▸ WORK REQUEST
Only lines holding the word "white" are wanted. Copy them from the listing below.

▸ TASK INPUTS
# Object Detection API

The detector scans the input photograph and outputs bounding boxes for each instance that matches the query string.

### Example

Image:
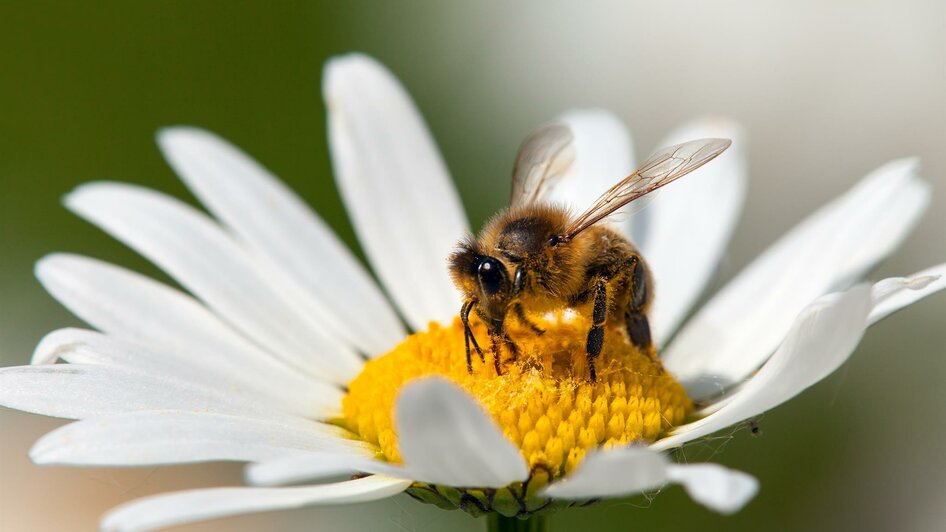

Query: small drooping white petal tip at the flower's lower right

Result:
[667,464,759,514]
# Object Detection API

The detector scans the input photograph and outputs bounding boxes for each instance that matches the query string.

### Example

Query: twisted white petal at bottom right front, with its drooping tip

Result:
[542,446,759,513]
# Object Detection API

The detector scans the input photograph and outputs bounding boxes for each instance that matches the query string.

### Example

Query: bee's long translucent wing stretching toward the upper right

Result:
[565,139,732,238]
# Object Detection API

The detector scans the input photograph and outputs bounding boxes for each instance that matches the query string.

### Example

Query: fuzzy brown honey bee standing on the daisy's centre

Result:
[448,123,731,382]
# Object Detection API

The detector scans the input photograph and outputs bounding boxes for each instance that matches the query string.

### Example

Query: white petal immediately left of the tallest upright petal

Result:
[158,127,404,354]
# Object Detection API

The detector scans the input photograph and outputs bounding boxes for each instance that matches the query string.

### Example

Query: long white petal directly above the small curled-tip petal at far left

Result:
[33,253,324,397]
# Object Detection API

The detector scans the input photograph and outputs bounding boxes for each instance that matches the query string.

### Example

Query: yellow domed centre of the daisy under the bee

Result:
[339,315,693,484]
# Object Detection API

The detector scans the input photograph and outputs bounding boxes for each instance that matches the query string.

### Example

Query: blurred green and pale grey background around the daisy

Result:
[0,0,946,531]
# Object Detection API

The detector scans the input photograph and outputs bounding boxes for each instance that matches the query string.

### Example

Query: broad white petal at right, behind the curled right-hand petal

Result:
[658,160,929,399]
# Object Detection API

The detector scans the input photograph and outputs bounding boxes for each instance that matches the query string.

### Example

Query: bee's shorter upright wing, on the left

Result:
[509,122,575,205]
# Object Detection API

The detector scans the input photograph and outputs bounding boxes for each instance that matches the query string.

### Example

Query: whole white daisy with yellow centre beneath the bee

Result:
[0,51,946,530]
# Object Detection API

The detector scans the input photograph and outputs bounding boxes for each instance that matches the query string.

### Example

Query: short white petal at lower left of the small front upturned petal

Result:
[246,453,414,486]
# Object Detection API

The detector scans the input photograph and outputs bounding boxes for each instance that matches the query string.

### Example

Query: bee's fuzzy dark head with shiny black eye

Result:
[450,239,514,322]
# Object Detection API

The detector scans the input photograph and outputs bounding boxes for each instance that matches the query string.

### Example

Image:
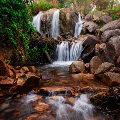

▸ RESPONSE TO THE TASK
Query: small drooping white petal tip at the flower's lower right
Query: twisted white petal at bottom right front, with its drooping tip
Query: white petal immediately left of the tallest upright petal
Query: long white petal directly above the small curled-tip petal at far left
Query: broad white petal at right, behind the curled right-hand petal
Query: whole white daisy with yellow centre beneath the bee
Query: short white petal at lower left of the small front upturned petal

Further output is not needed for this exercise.